Il giovane non venne mai informato della decisione del Tribunale
Abdel morto legato al San Camillo, giudice aveva respinto la richiesta di rimpatrio: “Doveva essere liberato”
Emergono nuovi dettagli sulla vicenda di Wissem Ben Abdel Latif, il 26enne tunisino morto al San Camillo lo scorso 28 novembre in circostanze ancora da chiarire.
Un giudice aveva deciso che non doveva essere più rimpatriato e di conseguenza il 24 novembre avrebbe dovuto lasciare il Centro di rimpatrio di Ponte Galeria. La decisione venne notificata al Cpr, dove si trova un distaccamento dell’ufficio immigrazione, ma ad Abdel, che era già ricoverato all’ospedale Grassi di Ostia, non arrivò mai questa informazione, scrive Repubblica.
Un altro tassello si aggiunge alla storia del giovane che coltivava il sogno di raggiungere la Francia per poter avere un futuro migliore. La documentazione è stata ora acquisita da Francesco Romeo, avvocato della famiglia di Abdel. “Le indagini faranno chiarezza. La tragica morte del giovane Wissem poteva e doveva essere impedita” sono le sue parole riportate da Repubblica. Il legale ha anche richiesto alla Procura le immagini delle videocamere presenti nella stanza di Abdel sia all’ospedale Grassi che al San Camillo.
___
• [ESERCIZIO]
Scrivi il seguito dell'articolo sulla morte di Wissem Ben Abdel Latif, riprendendo da dove si ferma. Il materiale non ha alcun legame con l'articolo.

• [MATERIALE RACCOLTO]
___
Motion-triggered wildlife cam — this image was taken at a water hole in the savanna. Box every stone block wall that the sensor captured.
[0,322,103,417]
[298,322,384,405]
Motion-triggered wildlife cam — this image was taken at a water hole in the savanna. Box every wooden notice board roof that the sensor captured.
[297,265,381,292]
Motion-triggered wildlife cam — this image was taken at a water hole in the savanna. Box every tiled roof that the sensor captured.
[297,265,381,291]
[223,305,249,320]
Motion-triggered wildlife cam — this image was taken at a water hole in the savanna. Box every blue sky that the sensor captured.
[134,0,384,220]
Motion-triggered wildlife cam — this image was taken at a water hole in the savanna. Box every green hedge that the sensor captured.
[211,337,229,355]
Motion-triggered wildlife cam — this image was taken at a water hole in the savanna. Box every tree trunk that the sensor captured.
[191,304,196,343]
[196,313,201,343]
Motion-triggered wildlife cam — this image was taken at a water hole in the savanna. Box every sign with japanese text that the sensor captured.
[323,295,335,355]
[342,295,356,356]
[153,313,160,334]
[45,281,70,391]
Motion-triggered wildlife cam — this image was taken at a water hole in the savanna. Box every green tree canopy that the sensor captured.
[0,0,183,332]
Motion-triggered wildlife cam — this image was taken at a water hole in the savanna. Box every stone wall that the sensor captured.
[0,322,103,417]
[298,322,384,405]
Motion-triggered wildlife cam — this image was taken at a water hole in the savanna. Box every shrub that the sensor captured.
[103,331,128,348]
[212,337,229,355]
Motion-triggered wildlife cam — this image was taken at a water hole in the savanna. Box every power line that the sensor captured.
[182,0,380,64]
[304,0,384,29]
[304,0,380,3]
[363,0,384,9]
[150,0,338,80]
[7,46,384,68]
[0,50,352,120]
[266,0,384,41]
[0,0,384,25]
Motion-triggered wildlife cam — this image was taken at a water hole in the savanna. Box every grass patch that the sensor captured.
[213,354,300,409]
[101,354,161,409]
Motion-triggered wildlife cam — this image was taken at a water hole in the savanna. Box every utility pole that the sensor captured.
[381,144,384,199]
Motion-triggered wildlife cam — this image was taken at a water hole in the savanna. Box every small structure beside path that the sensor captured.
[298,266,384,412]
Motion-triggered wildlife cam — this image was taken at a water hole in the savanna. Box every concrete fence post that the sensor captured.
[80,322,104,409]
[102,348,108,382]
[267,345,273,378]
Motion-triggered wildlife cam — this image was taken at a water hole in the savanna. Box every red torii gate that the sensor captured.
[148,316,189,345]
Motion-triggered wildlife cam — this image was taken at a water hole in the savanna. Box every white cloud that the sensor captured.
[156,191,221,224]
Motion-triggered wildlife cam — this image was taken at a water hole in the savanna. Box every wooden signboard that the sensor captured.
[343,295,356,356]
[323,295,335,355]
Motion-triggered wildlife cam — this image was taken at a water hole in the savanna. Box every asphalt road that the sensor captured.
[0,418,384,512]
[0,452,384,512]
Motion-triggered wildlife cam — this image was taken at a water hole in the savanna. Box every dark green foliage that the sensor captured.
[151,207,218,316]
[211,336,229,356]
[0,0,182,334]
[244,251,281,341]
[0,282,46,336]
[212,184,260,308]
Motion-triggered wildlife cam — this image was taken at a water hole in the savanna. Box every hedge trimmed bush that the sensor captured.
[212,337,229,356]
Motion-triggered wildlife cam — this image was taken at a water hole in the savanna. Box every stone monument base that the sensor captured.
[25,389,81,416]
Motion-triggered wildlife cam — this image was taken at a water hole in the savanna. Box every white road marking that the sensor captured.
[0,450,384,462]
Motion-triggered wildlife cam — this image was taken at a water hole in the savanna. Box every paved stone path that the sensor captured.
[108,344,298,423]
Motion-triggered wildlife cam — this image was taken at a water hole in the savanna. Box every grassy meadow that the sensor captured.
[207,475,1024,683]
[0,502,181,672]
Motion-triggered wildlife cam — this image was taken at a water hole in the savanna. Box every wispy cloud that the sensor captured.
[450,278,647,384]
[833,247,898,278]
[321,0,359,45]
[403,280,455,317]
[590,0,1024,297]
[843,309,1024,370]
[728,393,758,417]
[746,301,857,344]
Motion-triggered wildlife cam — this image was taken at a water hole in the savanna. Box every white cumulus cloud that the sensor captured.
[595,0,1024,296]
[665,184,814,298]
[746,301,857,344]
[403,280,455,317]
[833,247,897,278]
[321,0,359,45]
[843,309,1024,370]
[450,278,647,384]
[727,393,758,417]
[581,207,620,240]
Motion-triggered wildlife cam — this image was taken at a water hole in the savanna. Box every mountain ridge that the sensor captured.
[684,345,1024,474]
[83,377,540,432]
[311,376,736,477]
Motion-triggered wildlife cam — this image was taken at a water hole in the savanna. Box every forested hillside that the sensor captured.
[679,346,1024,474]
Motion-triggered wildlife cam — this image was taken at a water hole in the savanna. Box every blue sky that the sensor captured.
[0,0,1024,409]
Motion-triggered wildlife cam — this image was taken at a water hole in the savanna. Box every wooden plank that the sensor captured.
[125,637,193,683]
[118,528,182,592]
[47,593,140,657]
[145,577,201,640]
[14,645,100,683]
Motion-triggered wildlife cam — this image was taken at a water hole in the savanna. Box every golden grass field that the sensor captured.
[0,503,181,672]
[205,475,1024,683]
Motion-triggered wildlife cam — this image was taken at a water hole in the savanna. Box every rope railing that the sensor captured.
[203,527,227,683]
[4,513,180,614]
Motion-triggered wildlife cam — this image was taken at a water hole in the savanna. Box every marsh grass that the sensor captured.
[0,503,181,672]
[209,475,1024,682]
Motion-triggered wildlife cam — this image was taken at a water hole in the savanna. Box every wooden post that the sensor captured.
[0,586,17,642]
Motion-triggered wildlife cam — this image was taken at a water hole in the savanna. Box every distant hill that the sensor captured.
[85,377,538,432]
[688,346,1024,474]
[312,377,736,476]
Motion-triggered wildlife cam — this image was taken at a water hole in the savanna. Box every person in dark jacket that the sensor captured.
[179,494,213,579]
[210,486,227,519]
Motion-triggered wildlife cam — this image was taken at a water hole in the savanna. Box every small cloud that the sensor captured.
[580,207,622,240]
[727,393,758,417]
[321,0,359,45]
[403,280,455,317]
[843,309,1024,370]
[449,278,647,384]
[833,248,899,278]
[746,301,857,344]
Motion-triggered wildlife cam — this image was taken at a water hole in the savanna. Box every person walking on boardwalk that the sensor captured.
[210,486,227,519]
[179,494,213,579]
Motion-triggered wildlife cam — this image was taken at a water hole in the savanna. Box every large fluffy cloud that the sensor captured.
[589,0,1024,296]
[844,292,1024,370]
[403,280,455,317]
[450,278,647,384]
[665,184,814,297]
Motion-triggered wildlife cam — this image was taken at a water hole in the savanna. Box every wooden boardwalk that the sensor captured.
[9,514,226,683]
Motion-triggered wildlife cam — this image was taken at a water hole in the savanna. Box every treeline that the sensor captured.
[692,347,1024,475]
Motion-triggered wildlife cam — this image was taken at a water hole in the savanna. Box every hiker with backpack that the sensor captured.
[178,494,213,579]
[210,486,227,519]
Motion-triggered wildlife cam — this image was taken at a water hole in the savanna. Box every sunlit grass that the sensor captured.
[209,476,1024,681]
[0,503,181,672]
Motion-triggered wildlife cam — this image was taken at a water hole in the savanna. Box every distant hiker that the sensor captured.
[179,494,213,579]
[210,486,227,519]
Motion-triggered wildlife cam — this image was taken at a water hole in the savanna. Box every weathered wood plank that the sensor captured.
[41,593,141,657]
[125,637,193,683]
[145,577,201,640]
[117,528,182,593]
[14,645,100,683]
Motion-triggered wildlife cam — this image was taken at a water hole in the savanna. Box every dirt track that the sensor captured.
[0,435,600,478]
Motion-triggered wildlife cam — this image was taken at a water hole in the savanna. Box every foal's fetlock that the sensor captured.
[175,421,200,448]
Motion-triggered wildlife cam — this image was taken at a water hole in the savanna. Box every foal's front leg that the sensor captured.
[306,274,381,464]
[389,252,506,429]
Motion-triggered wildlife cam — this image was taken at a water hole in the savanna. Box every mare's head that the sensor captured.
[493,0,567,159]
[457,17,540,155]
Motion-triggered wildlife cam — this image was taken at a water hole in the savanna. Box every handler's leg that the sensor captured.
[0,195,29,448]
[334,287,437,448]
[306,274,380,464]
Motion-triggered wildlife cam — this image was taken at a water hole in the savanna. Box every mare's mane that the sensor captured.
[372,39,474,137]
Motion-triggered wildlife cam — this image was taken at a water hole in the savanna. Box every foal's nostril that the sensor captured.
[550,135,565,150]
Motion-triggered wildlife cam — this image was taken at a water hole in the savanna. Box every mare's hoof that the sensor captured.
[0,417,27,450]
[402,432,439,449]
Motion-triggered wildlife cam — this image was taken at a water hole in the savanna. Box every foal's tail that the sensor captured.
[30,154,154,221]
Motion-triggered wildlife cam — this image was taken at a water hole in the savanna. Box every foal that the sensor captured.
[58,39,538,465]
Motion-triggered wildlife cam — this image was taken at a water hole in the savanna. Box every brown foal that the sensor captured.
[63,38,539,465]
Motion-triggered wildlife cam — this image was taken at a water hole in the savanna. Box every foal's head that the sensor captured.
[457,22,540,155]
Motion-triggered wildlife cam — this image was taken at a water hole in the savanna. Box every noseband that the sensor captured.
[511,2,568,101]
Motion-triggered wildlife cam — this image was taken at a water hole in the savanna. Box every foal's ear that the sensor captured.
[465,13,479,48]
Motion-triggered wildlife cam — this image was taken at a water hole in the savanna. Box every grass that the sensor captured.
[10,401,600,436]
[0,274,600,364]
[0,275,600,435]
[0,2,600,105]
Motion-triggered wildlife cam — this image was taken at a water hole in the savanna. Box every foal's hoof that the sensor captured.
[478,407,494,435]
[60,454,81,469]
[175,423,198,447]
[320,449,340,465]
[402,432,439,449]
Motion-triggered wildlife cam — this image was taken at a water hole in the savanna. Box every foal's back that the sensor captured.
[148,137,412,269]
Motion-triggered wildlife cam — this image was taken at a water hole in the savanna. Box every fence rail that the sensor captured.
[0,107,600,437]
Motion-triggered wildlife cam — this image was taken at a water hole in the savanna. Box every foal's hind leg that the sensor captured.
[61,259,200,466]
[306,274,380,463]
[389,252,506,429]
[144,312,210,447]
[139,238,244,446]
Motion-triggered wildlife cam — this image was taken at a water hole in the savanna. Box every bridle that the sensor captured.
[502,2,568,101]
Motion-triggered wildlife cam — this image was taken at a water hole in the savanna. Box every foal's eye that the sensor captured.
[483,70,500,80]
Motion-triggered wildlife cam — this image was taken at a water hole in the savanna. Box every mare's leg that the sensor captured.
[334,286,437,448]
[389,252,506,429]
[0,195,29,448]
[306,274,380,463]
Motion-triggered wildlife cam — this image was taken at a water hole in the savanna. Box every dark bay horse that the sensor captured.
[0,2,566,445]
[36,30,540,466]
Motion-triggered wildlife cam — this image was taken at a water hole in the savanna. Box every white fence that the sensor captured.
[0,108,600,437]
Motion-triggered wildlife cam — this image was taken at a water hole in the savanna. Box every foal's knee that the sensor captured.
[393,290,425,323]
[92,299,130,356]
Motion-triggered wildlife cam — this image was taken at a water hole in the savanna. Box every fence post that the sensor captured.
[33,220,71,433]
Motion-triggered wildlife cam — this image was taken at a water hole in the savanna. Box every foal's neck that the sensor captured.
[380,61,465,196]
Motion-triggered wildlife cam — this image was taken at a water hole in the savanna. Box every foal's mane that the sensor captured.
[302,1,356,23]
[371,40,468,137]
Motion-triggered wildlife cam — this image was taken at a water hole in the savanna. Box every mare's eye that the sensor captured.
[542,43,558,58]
___
• [RISPOSTA]
Secondo la nuova perizia disposta dalla Procura, che indaga per omicidio colposo, Abdel sarebbe stato legato al letto anche il 23 e 24 novembre, durante il ricovero al Grassi, e non solo nell’ospedale sulla Gianicolense dove è deceduto. Intanto anche la Regione ha avviato un’indagine interna sulle due strutture in cui il migrante tunisino ha trascorso i suoi ultimi giorni di vita.
La ricostruzione della storia
Abdel arriva in Italia i primi di ottobre; dopo un periodo su una nave quarantena ad Augusta, in Sicilia, il 14 ottobre entra al Cpr di Ponte Galeria. Dopo circa dieci giorni lo psicologo del centro chiede una visita psichiatrica per ‘comportamenti aggressivi’ che però, secondo la famiglia, Abdel non aveva mai avuto.
L’8 novembre lo psichiatra dell’Asl evidenzia un ‘disturbo schizoaffettivo’ e gli prescrive dei farmaci che poi, ad un certo punto, Abdel rifiuta di prendere. Con una seconda perizia psichiatrica, eseguita il 23 novembre, viene ordinato il ricovero ospedaliero: ma non è chiaro cosa sia successo quel giorno.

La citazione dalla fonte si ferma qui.